>> START

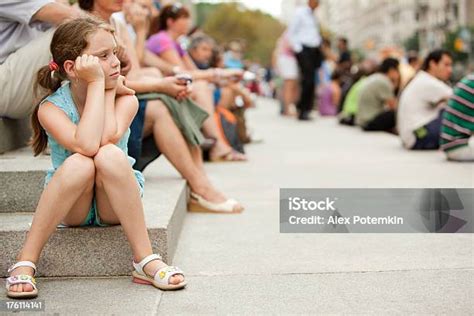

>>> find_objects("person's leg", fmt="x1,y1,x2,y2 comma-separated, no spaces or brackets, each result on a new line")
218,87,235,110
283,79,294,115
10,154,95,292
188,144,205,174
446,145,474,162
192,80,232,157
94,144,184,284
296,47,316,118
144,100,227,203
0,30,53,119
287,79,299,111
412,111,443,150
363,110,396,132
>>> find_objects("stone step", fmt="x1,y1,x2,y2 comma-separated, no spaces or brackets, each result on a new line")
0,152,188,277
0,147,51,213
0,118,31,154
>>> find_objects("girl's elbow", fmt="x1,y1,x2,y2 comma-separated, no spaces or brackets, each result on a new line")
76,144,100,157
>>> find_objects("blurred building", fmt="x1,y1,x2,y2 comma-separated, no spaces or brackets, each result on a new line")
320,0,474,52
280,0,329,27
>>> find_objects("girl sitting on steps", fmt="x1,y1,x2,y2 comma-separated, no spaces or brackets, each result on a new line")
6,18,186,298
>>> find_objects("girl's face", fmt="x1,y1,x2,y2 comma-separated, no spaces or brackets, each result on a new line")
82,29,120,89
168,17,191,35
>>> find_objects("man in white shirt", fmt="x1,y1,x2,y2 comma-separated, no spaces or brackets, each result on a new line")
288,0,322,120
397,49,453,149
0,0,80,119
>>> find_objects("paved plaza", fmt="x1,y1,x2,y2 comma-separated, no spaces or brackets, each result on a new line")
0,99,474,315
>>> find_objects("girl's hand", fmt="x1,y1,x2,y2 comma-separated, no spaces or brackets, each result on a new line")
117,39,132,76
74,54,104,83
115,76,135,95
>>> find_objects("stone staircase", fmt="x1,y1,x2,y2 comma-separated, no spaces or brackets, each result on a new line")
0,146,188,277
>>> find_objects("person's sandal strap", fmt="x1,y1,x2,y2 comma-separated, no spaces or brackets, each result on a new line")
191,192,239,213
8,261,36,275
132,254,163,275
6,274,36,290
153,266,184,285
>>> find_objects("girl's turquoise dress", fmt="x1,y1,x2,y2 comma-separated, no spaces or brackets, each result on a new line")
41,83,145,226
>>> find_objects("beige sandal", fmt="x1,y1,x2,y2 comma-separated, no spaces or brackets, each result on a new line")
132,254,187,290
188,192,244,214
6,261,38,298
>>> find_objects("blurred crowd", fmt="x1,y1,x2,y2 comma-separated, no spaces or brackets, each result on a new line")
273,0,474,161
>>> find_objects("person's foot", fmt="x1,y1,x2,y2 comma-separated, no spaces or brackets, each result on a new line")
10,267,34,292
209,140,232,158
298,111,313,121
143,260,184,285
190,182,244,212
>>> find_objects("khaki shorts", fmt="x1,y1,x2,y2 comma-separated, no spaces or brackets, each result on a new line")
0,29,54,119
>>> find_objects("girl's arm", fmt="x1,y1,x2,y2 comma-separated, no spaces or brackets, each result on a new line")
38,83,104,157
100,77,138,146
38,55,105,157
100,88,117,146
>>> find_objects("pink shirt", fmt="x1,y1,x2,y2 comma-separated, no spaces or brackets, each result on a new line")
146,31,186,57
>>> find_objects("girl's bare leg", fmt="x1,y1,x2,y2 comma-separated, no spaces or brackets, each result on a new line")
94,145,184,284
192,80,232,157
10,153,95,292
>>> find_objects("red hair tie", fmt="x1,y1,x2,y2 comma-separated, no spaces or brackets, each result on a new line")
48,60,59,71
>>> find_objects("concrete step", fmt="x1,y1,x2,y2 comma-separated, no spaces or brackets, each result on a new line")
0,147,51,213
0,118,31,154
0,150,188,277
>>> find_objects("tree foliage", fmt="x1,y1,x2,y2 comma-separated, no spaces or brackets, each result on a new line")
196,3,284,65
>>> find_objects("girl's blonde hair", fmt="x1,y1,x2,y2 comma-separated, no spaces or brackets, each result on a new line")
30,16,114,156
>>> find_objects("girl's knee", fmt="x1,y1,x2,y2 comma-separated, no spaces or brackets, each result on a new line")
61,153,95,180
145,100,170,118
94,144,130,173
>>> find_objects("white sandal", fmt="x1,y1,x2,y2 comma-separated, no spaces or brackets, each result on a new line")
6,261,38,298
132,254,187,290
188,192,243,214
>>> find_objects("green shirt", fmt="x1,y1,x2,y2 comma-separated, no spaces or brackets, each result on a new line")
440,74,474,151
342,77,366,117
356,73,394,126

>> END
>> START

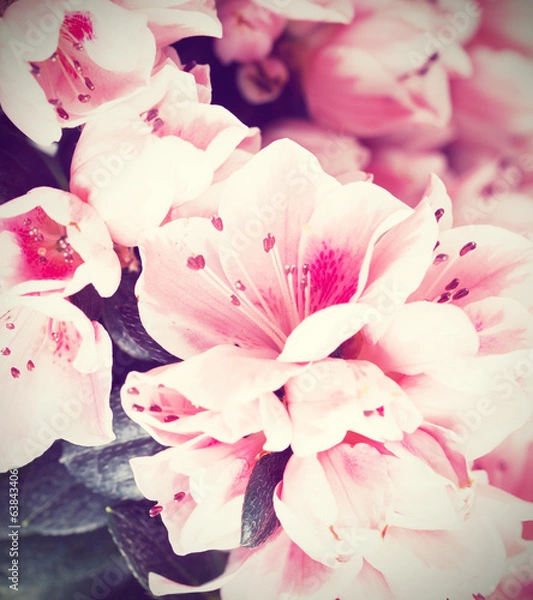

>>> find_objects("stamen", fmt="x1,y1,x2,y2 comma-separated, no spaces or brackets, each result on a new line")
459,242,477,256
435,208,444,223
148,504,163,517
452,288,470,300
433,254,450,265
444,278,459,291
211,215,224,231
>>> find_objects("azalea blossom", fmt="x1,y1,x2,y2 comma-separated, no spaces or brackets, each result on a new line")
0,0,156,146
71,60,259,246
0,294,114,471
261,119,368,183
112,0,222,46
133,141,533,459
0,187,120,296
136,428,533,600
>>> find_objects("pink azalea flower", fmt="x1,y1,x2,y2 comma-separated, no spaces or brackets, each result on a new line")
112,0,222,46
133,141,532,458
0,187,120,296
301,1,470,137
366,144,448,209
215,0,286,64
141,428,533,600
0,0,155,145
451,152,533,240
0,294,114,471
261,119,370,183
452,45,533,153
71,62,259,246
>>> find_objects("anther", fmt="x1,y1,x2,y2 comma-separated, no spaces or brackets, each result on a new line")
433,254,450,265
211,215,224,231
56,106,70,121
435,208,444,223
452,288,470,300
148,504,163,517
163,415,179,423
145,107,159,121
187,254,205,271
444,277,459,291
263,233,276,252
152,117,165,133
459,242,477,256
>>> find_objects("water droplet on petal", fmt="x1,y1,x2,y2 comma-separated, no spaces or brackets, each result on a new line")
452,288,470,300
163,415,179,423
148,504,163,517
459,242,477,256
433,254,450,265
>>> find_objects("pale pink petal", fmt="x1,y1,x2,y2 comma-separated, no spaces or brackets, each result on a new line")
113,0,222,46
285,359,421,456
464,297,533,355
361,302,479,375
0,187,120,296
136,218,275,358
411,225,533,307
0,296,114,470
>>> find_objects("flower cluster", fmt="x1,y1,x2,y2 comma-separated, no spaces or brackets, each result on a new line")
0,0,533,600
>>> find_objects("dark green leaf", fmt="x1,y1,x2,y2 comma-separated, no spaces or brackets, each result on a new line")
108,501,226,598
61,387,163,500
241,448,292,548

>> END

*Work to be completed*
How many lines in the material above contain the string "white"? Case must match. Reply with the number alone.

*Exercise result*
2